> **Extracted text**
** START **
# Shelby County toddler killed in tractor accident



## ScoutmasterRick (Sep 9, 2010)

Inattention on the part of the parents leads to the tragic death of a toddler.



> Shelby County toddler killed in tractor accident
> 
> By Jody Callahan
> 
> ...



Link to original news story.


----------



## SpiralAcacia (Sep 9, 2010)

What a nightmare. What a nightmare.

A door, a gate, something MUST be locked, blocked, act as a barrier.
Must be a RULE. When a tractor is working near children, there must be something that makes it impossible for a child to get near the machine.

Or someone who doesn't take their eyes off the kid. Like when you're in the street. But that, in the house, is mentally hard to achieve.
** END **
> **What to work on**
1. In the forum thread about the Shelby County tractor accident, who is named as the author of the quoted news story?
2. Write the next few sentences of the forum thread about the Shelby County tractor accident, picking up after its final sentence.

> **Record excerpts**
** START **
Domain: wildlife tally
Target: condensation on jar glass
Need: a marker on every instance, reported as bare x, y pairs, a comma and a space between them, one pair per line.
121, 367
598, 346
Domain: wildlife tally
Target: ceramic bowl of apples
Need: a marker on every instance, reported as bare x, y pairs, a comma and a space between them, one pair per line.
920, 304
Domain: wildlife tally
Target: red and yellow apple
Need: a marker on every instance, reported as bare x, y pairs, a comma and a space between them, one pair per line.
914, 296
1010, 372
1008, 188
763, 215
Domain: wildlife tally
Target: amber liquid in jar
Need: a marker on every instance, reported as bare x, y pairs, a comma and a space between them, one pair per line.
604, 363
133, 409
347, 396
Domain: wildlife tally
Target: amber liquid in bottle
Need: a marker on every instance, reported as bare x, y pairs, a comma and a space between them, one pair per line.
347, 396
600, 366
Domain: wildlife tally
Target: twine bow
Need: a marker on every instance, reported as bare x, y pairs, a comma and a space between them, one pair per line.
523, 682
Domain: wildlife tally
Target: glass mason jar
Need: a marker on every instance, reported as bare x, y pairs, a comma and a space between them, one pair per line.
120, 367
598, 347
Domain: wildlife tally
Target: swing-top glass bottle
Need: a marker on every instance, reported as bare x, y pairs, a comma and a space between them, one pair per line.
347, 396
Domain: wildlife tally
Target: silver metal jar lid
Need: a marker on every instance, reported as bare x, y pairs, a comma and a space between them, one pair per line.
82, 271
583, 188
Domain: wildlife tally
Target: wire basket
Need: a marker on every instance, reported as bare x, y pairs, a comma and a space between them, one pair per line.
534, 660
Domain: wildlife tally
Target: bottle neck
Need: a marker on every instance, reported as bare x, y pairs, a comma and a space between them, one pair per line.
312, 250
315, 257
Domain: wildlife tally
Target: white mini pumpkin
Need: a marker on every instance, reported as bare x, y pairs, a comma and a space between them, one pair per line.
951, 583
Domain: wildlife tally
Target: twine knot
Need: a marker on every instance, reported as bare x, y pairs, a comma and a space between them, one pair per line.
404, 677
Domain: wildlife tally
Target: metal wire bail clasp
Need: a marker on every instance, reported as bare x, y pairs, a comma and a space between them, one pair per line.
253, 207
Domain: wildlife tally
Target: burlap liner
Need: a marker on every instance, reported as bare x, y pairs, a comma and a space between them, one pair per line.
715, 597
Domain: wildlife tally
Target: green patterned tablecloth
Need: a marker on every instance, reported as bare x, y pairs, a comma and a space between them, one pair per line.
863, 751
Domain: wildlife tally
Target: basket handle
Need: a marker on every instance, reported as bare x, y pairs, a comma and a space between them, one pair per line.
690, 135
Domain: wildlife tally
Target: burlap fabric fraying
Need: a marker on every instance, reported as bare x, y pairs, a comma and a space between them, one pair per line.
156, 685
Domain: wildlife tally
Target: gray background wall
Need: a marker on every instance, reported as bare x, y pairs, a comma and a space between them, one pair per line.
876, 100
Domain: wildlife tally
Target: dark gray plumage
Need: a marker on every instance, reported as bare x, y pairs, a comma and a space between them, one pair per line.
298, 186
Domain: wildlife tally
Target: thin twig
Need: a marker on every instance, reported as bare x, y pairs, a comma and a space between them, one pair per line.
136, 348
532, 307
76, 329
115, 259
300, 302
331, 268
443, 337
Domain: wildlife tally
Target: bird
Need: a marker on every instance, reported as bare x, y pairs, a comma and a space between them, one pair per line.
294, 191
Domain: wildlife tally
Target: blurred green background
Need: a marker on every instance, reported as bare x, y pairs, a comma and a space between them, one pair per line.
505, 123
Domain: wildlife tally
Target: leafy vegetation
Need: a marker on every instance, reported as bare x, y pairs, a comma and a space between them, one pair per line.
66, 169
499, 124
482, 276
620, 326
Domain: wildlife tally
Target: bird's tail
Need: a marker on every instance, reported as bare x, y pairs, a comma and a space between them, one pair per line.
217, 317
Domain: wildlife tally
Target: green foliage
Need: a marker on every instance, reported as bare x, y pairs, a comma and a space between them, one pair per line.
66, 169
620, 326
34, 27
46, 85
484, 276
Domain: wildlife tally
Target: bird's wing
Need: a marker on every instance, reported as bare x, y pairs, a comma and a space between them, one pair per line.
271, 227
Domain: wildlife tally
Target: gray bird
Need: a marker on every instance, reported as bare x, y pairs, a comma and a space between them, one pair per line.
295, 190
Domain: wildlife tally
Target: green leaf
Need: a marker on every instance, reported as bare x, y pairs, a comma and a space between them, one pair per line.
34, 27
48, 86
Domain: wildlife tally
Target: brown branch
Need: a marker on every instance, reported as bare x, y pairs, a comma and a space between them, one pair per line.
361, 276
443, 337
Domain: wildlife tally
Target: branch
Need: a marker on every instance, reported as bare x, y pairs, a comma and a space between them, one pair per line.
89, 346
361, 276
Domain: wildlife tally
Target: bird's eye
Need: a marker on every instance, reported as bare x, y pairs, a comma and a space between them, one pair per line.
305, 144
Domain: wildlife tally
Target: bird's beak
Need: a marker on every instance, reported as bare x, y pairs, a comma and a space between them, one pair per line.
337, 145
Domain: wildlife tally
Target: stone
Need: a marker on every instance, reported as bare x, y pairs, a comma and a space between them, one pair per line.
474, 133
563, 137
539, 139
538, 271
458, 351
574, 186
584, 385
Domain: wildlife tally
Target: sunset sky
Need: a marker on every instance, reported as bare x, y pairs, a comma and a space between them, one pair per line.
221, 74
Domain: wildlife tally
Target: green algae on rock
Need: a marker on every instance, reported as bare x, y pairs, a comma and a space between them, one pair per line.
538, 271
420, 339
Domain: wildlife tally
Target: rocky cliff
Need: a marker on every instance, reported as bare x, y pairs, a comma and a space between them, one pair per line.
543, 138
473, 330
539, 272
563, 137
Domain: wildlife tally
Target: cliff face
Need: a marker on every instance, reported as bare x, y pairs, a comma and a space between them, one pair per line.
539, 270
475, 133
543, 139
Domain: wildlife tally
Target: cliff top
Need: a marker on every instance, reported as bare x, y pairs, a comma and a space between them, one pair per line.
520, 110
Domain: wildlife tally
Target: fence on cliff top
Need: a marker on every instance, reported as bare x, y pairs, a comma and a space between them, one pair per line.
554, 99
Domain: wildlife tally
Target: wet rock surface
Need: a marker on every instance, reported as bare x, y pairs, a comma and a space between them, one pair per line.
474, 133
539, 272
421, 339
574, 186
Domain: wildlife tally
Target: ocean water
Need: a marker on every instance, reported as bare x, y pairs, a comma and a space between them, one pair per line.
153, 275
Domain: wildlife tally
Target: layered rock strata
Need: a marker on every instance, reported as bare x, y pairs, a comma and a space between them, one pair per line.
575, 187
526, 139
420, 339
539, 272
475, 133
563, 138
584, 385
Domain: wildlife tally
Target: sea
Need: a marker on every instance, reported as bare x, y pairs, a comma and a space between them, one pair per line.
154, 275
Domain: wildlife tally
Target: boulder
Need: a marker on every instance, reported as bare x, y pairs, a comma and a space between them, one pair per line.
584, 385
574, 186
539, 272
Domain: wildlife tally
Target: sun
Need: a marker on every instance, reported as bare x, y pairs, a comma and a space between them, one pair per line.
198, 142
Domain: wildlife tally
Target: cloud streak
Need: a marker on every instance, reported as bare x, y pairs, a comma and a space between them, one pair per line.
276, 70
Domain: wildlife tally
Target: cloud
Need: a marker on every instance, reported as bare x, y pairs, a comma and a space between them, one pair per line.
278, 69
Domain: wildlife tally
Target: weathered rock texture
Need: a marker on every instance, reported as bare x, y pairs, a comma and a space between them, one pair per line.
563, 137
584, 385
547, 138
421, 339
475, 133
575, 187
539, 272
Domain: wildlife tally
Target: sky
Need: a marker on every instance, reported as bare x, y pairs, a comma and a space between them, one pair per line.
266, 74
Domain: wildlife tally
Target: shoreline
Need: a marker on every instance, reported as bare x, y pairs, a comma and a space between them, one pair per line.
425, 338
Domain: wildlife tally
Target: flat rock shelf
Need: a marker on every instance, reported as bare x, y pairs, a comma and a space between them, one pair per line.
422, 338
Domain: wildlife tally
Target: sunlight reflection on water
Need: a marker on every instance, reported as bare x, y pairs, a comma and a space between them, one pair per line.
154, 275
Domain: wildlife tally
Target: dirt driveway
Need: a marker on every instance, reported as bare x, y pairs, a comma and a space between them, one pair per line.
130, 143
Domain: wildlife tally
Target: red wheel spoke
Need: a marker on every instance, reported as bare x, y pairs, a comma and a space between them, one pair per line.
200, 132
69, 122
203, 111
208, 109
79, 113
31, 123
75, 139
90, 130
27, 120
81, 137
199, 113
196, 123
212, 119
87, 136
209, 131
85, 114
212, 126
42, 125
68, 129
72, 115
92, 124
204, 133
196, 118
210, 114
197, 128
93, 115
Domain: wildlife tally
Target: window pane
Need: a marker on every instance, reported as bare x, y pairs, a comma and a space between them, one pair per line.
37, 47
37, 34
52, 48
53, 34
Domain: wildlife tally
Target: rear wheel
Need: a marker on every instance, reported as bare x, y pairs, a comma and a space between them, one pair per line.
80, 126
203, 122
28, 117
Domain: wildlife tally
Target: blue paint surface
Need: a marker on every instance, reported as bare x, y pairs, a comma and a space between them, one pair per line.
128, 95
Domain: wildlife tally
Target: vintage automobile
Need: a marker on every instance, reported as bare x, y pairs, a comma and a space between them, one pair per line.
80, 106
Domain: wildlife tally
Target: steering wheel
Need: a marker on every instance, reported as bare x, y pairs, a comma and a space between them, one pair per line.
** END **
> **Results for the exercise**
1. Jody Callahan.

2.
My heart goes out to the parents. Couldn't think of anything else. They punish themselves, I believe, I hope it doesn't break their family.

SA


----------



## BlueRidgeMark (Sep 9, 2010)

SpiralAcacia said:


> What a nightmare. What a nightmare.
> 
> A door, a gate, something MUST be locked, blocked, act as a barrier.
> Must be a RULE. When a tractor is working near children, there must be something that makes it impossible for a child to get near the machine.
> ...




Amen.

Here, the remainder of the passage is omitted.